By: Michal Kurka
There’s a new major release of H2O, and it’s packed with new features and fixes! Among the big new features in this release, we’ve introduced support for Hierarchical GLM, added an option to parallelize Grid Search, upgraded XGBoost with newly added features, and improved our AutoML framework. The release is named after Bin Yu.
We are very excited to add HGLM (Hierarchical GLM) to our open source offering. HGLM fits generalized linear models with random effects, where the random effect can come from a conjugate exponential-family distribution (for example, Gaussian). HGLM allows you to specify both fixed and random effects, which allows fitting correlated to random effects as well as random regression models. HGLM can be used for linear mixed models and for generalized linear mixed models with random effects for a variety of links and a variety of distributions for both the outcomes and the random effects.
You can review the detailed documentation here. This release implements HGLM for the Gaussian family. However, stay tuned or better yet, tell us which distributions you want to see next. Try it out and send us your feedback! In addition, we would also like your feedback on the model metrics that you are interested in seeing.
Parallelized Grid Search
This release adds a new way to speed up grid search by training n models in parallel. Both in Python and R, a new parameter has been added to determine the level of parallelism used during Grid Search. By default, sequential model building is ensured with
parallelism = 1. There are two additional ways to set the level of parallelism:
- Manual setting of the number of models built in parallel:
parallelism = nwhere
n > 1
- H2O Heuristics:
parallelism = 0
H2O will always attempt to train the number of models determined by the
parallelism argument simultaneously. Once a model is finished, it is added to the grid, and another one is started immediately.
XGBoost upgrade and new features (checkpointing, Platt Scaling)
We’ve upgraded the XGBoost library to version 0.90, which brings a wide range of bug fixes and performance improvements. More details can be found in the XGBoost 0.90 Release Notes. As the XGBoost 1.0 release draws near, we will be ready to integrate it with H2O as soon as possible.
Platt Scaling is now available for XGBoost. You can now use the
calibration_frame parameters when training an XGBoost model.
XGBoost now supports resuming from a trained model (checkpointing) as well.
H2O can now be used on Cloudera Data Platform, an enterprise-ready cloud data environment. In addition to that, we added support for new versions of Hadoop distributions, improved support for Kerberos authentication (SPNEGO) and improved cloud-forming on clusters with restricted network access.
Logging in h2o-genmodel.jar
Logging possibilities for the
hex.genmodel.easy.EasyPredictModelWrapper with contributions enabled were extended. H2O now supports the SLF4J logging library, but no SLF4J library is bundled in the H2O module; therefore, you must ensure the library is present on the classpath in order to use this new functionality. When there is no SLF4J library on the classpath, original logging functionality is preserved.
This new release also comes with a set of new features for H2O AutoML.
Monotonic constraints can now be enforced in AutoML to improve the predictive performance of the models. In some cases, constraints can be used to improve the predictive performance of the model. Among the set of models trained in an AutoML run, only XGBoost and H2O GBM models are able to enforce monotonicity; however, this can also improve the Stacked Ensembles.

• Challenge 1: Retype the part of the H2O release text between "XGBoost upgrade and" and "an XGBoost model.", inclusive.
• Challenge 2: Write what comes next in the H2O release text, picking up after its last sentence.
The listing below isn't needed for anything here.

• Extracted material:
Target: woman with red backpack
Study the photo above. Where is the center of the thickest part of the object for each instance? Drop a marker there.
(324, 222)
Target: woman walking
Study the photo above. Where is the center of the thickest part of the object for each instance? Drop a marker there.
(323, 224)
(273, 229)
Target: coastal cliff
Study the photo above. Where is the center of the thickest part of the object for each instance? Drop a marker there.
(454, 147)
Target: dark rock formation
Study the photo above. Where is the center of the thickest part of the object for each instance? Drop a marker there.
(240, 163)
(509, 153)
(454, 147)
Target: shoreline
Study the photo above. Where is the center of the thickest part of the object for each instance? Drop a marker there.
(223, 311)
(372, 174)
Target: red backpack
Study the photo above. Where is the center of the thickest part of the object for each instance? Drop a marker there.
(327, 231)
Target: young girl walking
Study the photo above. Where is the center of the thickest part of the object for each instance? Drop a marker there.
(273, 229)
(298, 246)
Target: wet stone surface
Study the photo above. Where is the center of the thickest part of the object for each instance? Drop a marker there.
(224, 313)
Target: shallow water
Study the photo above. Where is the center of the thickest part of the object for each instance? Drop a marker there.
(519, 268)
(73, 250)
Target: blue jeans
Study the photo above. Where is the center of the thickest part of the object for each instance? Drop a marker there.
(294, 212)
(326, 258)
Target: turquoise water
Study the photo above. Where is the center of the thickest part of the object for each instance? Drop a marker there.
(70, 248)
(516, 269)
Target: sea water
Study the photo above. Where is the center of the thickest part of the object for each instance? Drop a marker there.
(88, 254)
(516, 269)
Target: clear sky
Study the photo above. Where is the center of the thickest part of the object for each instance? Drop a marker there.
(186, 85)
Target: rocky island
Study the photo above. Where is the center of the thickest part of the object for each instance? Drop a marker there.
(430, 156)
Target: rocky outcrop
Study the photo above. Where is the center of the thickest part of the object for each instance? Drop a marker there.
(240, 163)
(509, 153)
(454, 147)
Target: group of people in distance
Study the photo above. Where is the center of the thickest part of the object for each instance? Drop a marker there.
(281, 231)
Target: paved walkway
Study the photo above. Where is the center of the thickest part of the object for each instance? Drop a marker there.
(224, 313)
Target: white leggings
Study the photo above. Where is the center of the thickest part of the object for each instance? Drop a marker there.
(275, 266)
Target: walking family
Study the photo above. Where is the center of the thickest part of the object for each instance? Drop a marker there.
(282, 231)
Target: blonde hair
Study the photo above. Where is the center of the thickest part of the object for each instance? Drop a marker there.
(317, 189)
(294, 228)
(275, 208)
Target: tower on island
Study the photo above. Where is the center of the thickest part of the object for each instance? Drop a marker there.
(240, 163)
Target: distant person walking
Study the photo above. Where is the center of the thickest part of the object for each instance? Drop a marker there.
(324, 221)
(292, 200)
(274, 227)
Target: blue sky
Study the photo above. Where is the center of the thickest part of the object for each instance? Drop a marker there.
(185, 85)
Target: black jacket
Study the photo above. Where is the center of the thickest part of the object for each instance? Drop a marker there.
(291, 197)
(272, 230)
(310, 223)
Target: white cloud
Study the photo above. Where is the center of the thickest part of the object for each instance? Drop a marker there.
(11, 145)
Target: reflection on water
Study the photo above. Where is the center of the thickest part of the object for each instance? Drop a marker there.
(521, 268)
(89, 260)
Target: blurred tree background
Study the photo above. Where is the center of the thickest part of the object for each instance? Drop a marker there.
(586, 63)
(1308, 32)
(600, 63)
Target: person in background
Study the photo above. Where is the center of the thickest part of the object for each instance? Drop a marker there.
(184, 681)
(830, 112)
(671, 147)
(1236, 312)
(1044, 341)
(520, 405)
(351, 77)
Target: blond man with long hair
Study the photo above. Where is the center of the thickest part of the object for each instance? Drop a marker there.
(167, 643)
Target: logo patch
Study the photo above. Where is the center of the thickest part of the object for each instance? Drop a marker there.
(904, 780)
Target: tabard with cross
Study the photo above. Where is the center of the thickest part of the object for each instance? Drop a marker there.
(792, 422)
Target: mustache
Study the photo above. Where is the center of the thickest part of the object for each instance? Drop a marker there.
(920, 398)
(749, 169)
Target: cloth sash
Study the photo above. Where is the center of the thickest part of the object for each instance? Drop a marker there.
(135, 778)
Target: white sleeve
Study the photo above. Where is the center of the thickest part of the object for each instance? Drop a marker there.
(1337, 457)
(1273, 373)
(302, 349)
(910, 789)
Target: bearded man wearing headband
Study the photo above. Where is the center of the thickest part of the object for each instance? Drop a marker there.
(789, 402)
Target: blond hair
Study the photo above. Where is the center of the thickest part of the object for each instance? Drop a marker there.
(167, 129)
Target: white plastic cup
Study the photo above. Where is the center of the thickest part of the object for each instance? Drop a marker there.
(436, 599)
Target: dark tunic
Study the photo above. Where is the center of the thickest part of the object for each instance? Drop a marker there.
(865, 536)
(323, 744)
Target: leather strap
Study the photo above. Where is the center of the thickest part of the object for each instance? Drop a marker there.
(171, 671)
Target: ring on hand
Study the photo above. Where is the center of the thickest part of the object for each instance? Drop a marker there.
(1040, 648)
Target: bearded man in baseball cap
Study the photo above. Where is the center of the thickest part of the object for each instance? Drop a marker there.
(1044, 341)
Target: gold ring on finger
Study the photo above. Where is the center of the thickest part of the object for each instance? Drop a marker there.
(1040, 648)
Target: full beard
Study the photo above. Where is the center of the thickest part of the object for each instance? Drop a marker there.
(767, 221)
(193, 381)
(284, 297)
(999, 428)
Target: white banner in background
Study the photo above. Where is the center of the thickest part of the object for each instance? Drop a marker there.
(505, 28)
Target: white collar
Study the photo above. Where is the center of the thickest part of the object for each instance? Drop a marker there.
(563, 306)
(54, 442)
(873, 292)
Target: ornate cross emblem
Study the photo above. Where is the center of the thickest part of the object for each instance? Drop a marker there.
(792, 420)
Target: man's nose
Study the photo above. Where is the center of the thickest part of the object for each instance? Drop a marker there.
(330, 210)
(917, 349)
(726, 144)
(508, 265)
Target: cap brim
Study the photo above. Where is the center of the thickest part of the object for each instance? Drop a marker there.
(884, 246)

• Final answer 1:
XGBoost upgrade and new features (checkpointing, Platt Scaling)
We’ve upgraded the XGBoost library to version 0.90, which brings a wide range of bug fixes and performance improvements. More details can be found in the XGBoost 0.90 Release Notes. As the XGBoost 1.0 release draws near, we will be ready to integrate it with H2O as soon as possible.
Platt Scaling is now available for XGBoost. You can now use the
calibration_frame parameters when training an XGBoost model.

• Final answer 2:
We are now providing more details about the models produced by AutoML in an extended version of the leaderboard (thanks to the new
get_leaderboard function in the Python and R clients). For now, this includes information like the training time of the model and the average prediction time (per row), but we plan to add more useful model information in future releases. Prediction speed is especially useful to measure when considering which models to deploy to production. The leaderboard now also includes the Area Under the Precision-Recall Curve (AUCPR) as an additional metric for binary classification problems (also available as a new option for
sort_metric in AutoML).
To improve AutoML reproducibility across versions, or simply to give you a bit more control over the training pipeline, we now expose a new
modeling_plan parameter listing the steps taken into consideration by AutoML, and in return, we expose a
modeling_steps property in the AutoML object, which lists all the steps that were actually used during the training. As mentioned, for reproducibility, this last list can in return be fed back into a new AutoML instance by passing its value to the
modeling_plan parameter. This also opens the door to various customizations, like the possibility for you to plug your own steps written in Java, but we’ll tell you more about this very soon.
Finally, you’ll find the usual bundle of bug fixes and minor improvements, among which is an improved AutoML widget in the Flow UI, a more consistent handling of AutoML reruns (when retraining AutoML with the same project name), and a noticeable change in the default value for the
max_runtime_secs parameter, whose previous value appeared inconvenient in many cases.
Scikit-learn users will be happy to learn that this release comes with a new integration API that removes most limitations of the legacy support.
sklearn-compatible estimators and transformers are exposed in a new
h2o.sklearn module. They accept the same parameters as their twins from the
h2o.automl modules, but in addition to
H2OFrame, they also accept
numpy arrays or
pandas dataframes and can, therefore, be combined with usual Scikit-learn transformers in a
Pipeline (for example). Also, all the standard
sklearn ways of setting or modifying the parameters of those estimators are now supported.
This release adds easy-to-follow code examples to most of the functions in the Python Module documentation. This documentation is available at http://docs.h2o.ai/h2o/latest-stable/h2o-py/docs/index.html.
What is coming next?
The current K-means algorithm implementation uses the Lloyd iteration principle to determine optimal clusters depending on distances of data from centroids. Within this release, we prepared an improvement to this algorithm and added the possibility to set the minimum number of data points in each cluster.
To satisfy the custom minimal cluster size, the calculation of clusters is converted to the Minimal Cost Flow problem. A graph is constructed based on the distances and constraints. The goal is to go iteratively through the data points represented as input edges of the graph and create an optimal spanning tree that satisfies the constraints. However, the Minimum-cost Flow problem can be efficiently solved in polynomial time.
The performance of our implementation of the constrained K-means algorithm is not optimal because still needs to be improved and we thus didn’t expose the feature to users. The feature will be released in one of the minor releases of the 3.28 release cycle.